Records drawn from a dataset
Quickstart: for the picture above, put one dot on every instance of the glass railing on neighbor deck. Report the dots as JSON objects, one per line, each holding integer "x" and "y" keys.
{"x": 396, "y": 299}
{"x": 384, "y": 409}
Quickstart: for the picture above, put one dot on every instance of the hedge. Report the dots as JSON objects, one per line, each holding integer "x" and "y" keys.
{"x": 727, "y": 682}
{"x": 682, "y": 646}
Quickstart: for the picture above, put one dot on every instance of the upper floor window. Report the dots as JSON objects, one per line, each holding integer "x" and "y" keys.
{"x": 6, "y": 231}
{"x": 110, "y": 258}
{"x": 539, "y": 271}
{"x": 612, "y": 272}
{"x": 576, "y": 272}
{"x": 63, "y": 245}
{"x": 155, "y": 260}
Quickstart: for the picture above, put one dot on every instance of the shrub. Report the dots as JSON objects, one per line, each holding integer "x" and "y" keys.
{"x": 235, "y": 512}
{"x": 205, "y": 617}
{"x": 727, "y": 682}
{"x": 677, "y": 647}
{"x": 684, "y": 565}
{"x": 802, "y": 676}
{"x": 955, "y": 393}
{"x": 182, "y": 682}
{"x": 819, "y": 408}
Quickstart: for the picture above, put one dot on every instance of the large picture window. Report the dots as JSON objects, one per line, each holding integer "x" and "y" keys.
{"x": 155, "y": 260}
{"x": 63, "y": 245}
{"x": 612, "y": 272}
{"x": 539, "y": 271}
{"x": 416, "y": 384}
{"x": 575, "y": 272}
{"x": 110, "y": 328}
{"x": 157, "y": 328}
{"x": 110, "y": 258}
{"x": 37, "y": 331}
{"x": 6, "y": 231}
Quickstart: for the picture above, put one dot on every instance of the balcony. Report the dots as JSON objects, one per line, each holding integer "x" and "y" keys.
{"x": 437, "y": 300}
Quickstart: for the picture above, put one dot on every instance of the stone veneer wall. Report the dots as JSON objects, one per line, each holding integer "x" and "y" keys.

§ Exercise brief
In full and exactly as written, reproduce the records above.

§ Expected answer
Quickstart: for the picture above, put one dot on every instance of the glass railing on neighbor deck. Report the dots as JSON objects, one per line, each holding integer "x" and "y" keys.
{"x": 396, "y": 299}
{"x": 384, "y": 409}
Quickstart: for the picture above, put one dot on every instance of the hedge. Report the dots as JSON objects, one per line, each holding integer "x" and "y" keys.
{"x": 727, "y": 682}
{"x": 682, "y": 646}
Quickstart: for the picture above, put one dot on every instance of the upper floor window. Report the dots as JSON objects, one per line, each holding integer "x" and "y" keys.
{"x": 6, "y": 231}
{"x": 110, "y": 258}
{"x": 539, "y": 271}
{"x": 612, "y": 272}
{"x": 576, "y": 272}
{"x": 63, "y": 245}
{"x": 155, "y": 260}
Quickstart: for the picture above, put one dot on every instance of the shrub. Report the dots as JSON objects, one per line, each holding integer "x" and "y" keys.
{"x": 235, "y": 512}
{"x": 205, "y": 617}
{"x": 727, "y": 682}
{"x": 677, "y": 647}
{"x": 684, "y": 565}
{"x": 802, "y": 676}
{"x": 955, "y": 393}
{"x": 182, "y": 682}
{"x": 819, "y": 408}
Quickstart: for the picture above, put one dot on every instance of the large picture window. Report the dots as JSON objects, one per line, each holding integer "x" and "y" keys.
{"x": 155, "y": 260}
{"x": 63, "y": 245}
{"x": 612, "y": 272}
{"x": 539, "y": 271}
{"x": 416, "y": 384}
{"x": 575, "y": 272}
{"x": 110, "y": 328}
{"x": 157, "y": 328}
{"x": 110, "y": 258}
{"x": 37, "y": 331}
{"x": 6, "y": 231}
Quickstart: for the picture above, put one dot on every instance of the balcony. Report the dots as JSON objects, one per line, each holding integer "x" and "y" keys.
{"x": 437, "y": 300}
Quickstart: for the picture above, put one dot on every instance of the stone veneer wall. Report the dots as JSON objects, one per line, each holding integer "x" and "y" keys.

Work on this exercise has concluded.